## TASKS FOR THIS EXERCISE
1. In the text on the Justice Party, how many seats did the coalition win in the 2003 election?
2. Continue the text on the Justice Party from its final sentence.

## SUPPLIED TEXT
++++++++++++++++++++
The Justice Party (Armenian: Արդարություն, Ardarutyun), also known as the Justice Alliance was a progressive electoral coalition, consisting of nine different political parties in Armenia.

History
The electoral alliance was created by Stepan Demirchyan, leader of the People's Party of Armenia in 2003.

Prior to the 2003 Armenian parliamentary election, the Justice coalition listed 136
candidates to run in the election across Armenia. Some candidates from other minor parties were also included in the list, to which they were affiliated with the coalition, but not formally part of it. Following the 2003 election, the Justice coalition won 13.6% of the popular vote and 14 out of 131 seats. It became the second largest group within the National Assembly and had won the second largest percentage of the popular vote.

The People's Party of Armenia often regarded itself as the lead party within the coalition, however, other member parties disputed this.
++++++++++++++++++++
## INFORMATION SUPPLIED
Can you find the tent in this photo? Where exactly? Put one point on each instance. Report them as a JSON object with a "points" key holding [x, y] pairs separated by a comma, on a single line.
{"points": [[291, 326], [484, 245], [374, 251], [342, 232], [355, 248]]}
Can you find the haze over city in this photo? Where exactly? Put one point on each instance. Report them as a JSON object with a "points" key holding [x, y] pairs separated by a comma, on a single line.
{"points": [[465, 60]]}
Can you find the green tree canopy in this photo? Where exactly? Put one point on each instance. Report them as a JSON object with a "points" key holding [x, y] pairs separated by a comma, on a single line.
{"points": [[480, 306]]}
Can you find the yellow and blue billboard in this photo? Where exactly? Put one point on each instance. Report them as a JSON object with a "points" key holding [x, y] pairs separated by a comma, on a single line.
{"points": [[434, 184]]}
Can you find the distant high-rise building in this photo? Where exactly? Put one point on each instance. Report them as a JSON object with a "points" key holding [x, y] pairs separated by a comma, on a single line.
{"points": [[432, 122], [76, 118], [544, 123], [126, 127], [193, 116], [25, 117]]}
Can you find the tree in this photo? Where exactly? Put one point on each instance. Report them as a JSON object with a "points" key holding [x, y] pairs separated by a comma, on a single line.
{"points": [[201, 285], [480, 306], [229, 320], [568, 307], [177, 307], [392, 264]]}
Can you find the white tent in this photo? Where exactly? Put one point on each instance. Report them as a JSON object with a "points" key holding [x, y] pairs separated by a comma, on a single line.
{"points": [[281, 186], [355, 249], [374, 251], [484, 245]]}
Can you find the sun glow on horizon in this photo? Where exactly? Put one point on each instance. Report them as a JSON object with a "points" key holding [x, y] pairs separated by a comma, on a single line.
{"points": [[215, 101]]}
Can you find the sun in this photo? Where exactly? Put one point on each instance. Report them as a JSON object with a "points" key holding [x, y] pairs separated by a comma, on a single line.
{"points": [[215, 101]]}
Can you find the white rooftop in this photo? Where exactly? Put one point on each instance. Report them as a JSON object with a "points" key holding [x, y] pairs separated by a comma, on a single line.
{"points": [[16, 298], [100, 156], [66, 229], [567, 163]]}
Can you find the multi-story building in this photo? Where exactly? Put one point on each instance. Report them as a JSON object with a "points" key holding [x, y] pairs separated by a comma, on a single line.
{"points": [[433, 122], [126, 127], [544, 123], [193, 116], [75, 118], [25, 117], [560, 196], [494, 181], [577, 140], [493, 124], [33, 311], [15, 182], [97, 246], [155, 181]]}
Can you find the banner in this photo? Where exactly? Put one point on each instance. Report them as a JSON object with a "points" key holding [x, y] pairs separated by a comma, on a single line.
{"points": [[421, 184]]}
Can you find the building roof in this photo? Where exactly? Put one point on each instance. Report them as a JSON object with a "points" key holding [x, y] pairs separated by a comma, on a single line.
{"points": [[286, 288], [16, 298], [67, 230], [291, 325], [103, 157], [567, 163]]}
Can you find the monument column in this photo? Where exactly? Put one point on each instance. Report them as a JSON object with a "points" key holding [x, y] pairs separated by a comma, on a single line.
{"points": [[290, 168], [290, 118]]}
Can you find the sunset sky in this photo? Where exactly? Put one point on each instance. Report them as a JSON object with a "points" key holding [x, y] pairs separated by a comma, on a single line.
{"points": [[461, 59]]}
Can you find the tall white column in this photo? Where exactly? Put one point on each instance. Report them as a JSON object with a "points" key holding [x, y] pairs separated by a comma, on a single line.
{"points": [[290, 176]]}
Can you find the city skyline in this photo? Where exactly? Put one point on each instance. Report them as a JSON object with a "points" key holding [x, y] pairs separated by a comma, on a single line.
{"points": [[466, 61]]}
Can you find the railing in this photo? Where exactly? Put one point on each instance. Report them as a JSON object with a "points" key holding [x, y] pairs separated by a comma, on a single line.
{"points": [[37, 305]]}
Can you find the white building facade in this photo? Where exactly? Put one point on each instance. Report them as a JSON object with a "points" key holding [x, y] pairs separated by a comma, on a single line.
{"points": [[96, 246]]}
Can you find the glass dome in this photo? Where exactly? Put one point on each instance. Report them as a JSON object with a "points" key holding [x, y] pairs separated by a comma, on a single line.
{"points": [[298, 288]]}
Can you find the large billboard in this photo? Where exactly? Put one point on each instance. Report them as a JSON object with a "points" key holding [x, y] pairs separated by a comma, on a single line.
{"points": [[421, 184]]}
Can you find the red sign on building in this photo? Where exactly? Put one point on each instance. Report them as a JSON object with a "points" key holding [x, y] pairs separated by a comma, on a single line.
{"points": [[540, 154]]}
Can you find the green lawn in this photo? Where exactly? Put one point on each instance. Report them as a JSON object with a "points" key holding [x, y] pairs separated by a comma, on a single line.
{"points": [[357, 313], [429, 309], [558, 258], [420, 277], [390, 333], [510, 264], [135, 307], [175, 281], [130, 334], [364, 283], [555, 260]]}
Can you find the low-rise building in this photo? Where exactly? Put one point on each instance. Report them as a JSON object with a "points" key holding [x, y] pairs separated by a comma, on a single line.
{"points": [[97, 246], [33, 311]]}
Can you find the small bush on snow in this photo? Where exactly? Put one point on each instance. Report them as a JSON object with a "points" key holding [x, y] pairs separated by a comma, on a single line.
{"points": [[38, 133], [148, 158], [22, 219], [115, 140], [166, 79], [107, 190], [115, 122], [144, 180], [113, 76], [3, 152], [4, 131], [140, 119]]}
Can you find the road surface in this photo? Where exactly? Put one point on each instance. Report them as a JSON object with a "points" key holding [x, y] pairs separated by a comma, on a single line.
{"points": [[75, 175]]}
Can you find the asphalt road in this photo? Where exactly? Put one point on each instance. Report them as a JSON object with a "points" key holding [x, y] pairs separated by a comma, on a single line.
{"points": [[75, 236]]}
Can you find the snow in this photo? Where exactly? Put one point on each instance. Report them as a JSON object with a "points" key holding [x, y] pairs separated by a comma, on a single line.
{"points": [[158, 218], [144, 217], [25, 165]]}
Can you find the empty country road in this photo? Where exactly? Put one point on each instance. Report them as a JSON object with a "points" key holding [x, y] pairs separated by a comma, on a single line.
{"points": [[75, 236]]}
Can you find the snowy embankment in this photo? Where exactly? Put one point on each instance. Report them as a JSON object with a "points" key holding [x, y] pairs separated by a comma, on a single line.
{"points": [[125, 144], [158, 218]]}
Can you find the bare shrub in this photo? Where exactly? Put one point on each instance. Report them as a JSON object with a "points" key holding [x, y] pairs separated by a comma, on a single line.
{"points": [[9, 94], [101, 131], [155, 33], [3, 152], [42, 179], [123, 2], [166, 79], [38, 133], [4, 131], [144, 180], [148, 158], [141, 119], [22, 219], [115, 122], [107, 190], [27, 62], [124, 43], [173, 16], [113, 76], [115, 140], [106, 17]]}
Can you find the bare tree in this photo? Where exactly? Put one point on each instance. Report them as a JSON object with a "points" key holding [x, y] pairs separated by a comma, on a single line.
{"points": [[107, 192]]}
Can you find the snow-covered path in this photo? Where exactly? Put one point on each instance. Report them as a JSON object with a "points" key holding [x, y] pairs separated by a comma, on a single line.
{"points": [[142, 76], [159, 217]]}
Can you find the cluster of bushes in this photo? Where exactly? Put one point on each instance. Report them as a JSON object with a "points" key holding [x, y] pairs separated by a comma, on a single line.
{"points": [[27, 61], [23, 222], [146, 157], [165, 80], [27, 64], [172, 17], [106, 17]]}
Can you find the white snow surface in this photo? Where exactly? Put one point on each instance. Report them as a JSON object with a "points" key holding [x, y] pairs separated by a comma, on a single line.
++++++++++++++++++++
## WRITTEN ANSWERS
1. 14 out of 131 seats.

2.
The coalition dissolved prior to the 2007 Armenian parliamentary elections due to internal divisions among members. Some of the members chose to run independently in the 2007 elections.

Ideology
Since the coalition consisted of several political parties, each party supported various ideologies. During an interview, Stepan Demirchyan stated, "We should strive for good neighborly relations with our neighbors, we are in favor of European integration, we attach importance to relations with Russia and the United States. I do not see any contradiction here. Armenia must pursue a balanced foreign policy."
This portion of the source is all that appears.